Natural-language object grounding data
⁂
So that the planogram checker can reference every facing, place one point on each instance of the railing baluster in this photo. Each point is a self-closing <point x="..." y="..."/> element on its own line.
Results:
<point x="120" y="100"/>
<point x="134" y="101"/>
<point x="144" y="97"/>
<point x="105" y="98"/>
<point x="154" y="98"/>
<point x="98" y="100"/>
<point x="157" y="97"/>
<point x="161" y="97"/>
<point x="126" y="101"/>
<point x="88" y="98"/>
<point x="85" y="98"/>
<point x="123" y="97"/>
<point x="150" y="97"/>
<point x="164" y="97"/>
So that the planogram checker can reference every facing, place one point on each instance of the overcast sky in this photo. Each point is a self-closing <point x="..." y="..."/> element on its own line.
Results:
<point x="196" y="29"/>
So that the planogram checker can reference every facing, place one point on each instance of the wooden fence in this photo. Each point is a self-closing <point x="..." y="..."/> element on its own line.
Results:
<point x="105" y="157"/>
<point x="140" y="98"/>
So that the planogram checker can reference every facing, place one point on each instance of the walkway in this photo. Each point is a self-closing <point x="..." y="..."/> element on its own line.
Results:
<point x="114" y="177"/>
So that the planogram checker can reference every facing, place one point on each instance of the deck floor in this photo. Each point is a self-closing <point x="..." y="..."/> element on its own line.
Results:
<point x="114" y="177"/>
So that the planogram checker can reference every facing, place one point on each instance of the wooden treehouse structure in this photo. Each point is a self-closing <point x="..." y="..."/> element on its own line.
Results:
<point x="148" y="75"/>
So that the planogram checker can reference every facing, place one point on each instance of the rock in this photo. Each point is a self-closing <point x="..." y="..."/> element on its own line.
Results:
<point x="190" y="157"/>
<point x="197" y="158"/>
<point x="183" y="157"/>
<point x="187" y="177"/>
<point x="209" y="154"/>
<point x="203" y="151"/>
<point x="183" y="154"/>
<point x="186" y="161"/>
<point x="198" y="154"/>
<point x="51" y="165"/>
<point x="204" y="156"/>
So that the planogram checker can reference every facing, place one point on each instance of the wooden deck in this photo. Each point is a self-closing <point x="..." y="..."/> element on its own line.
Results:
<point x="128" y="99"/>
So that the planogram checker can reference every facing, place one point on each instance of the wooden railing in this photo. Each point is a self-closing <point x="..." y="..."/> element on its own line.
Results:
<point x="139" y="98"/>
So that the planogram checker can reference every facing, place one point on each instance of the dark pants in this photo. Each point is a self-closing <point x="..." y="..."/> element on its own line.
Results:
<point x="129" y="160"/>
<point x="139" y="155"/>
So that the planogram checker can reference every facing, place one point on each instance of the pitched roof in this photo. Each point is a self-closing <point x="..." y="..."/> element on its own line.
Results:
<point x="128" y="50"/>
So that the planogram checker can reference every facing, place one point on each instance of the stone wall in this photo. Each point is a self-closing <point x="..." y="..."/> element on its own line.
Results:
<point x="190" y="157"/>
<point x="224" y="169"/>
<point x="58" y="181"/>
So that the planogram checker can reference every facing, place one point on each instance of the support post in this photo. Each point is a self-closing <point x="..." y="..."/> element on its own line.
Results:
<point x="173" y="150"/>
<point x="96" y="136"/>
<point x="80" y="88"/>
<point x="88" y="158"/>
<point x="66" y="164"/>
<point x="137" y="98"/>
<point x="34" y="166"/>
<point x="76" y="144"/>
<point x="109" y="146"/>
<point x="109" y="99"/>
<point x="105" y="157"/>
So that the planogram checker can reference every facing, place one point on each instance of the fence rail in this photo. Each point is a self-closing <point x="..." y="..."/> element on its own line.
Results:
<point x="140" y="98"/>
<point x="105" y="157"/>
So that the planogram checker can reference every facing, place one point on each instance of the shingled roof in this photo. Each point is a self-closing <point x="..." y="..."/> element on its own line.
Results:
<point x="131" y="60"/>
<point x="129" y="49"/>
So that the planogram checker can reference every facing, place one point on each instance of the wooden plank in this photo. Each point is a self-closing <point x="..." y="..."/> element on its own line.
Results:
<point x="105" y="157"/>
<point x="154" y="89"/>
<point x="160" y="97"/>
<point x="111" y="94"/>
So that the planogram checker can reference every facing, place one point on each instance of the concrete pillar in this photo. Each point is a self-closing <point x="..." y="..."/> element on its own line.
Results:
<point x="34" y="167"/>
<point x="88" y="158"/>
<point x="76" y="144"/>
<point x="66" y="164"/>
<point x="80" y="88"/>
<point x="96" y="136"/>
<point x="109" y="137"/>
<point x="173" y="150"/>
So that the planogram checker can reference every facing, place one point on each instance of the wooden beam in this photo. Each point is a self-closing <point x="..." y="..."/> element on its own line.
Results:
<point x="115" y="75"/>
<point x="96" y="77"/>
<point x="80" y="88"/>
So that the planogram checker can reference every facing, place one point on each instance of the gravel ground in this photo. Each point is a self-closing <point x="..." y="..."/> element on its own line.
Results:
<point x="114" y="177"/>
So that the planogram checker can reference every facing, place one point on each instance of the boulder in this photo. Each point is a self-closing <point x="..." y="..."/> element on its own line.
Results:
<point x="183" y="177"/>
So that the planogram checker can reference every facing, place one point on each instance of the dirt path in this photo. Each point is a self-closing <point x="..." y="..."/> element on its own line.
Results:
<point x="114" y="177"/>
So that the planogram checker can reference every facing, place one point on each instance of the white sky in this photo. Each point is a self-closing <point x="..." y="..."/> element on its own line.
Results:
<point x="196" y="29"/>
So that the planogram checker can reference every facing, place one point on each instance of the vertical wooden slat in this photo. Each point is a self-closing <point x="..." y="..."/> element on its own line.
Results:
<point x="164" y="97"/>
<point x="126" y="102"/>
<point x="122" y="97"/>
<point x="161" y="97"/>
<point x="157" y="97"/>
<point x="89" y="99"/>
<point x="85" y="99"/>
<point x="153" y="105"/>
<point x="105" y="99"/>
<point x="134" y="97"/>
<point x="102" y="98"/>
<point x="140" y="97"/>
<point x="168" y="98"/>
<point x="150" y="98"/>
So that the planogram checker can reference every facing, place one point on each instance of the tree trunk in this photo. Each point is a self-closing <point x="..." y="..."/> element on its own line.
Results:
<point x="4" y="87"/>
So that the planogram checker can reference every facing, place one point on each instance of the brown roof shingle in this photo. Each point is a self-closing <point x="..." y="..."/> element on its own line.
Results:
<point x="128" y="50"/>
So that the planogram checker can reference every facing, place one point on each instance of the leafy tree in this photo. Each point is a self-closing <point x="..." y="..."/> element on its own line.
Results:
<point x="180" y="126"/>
⁂
[Assigned task]: Out of the entries, report each line that contains the word "deck".

[Exercise answer]:
So that the planogram checker can reference every facing, place one point on each instance of the deck floor in this photo. Each point is a self-closing <point x="..." y="..."/> element on its own line.
So that the planogram checker can reference every facing, place one point on each instance of the wooden deck in this photo. Each point is a self-closing <point x="..." y="..."/> element on its own line.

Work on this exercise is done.